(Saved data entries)

━━━━━━━━

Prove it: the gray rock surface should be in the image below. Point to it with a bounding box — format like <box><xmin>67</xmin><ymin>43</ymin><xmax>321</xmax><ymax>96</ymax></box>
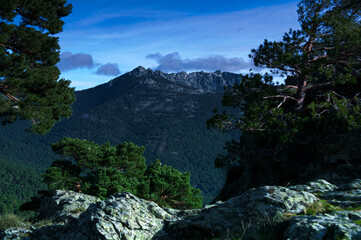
<box><xmin>154</xmin><ymin>186</ymin><xmax>317</xmax><ymax>239</ymax></box>
<box><xmin>126</xmin><ymin>66</ymin><xmax>242</xmax><ymax>92</ymax></box>
<box><xmin>284</xmin><ymin>211</ymin><xmax>361</xmax><ymax>240</ymax></box>
<box><xmin>285</xmin><ymin>179</ymin><xmax>361</xmax><ymax>240</ymax></box>
<box><xmin>61</xmin><ymin>192</ymin><xmax>178</xmax><ymax>240</ymax></box>
<box><xmin>40</xmin><ymin>190</ymin><xmax>101</xmax><ymax>224</ymax></box>
<box><xmin>2</xmin><ymin>179</ymin><xmax>361</xmax><ymax>240</ymax></box>
<box><xmin>0</xmin><ymin>228</ymin><xmax>32</xmax><ymax>240</ymax></box>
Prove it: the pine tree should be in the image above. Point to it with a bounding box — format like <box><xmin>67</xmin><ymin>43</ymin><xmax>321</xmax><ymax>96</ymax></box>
<box><xmin>43</xmin><ymin>138</ymin><xmax>202</xmax><ymax>209</ymax></box>
<box><xmin>144</xmin><ymin>159</ymin><xmax>203</xmax><ymax>209</ymax></box>
<box><xmin>209</xmin><ymin>0</ymin><xmax>361</xmax><ymax>142</ymax></box>
<box><xmin>207</xmin><ymin>0</ymin><xmax>361</xmax><ymax>200</ymax></box>
<box><xmin>0</xmin><ymin>0</ymin><xmax>75</xmax><ymax>134</ymax></box>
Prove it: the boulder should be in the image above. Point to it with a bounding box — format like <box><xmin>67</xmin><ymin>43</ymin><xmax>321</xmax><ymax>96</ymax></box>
<box><xmin>40</xmin><ymin>190</ymin><xmax>101</xmax><ymax>223</ymax></box>
<box><xmin>284</xmin><ymin>211</ymin><xmax>361</xmax><ymax>240</ymax></box>
<box><xmin>154</xmin><ymin>186</ymin><xmax>317</xmax><ymax>239</ymax></box>
<box><xmin>60</xmin><ymin>192</ymin><xmax>179</xmax><ymax>240</ymax></box>
<box><xmin>1</xmin><ymin>179</ymin><xmax>361</xmax><ymax>240</ymax></box>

━━━━━━━━

PROBLEM:
Starting at the line that contains "Prove it: the boulder" and ending at the last line of the data, repeat each line exactly; include nothing else.

OUTPUT FOR THIS TASK:
Prove it: the boulder should be in the image above. Point to it with a bounding box — format like <box><xmin>67</xmin><ymin>43</ymin><xmax>321</xmax><ymax>96</ymax></box>
<box><xmin>40</xmin><ymin>190</ymin><xmax>101</xmax><ymax>223</ymax></box>
<box><xmin>284</xmin><ymin>211</ymin><xmax>361</xmax><ymax>240</ymax></box>
<box><xmin>154</xmin><ymin>186</ymin><xmax>317</xmax><ymax>239</ymax></box>
<box><xmin>60</xmin><ymin>192</ymin><xmax>179</xmax><ymax>240</ymax></box>
<box><xmin>1</xmin><ymin>179</ymin><xmax>361</xmax><ymax>240</ymax></box>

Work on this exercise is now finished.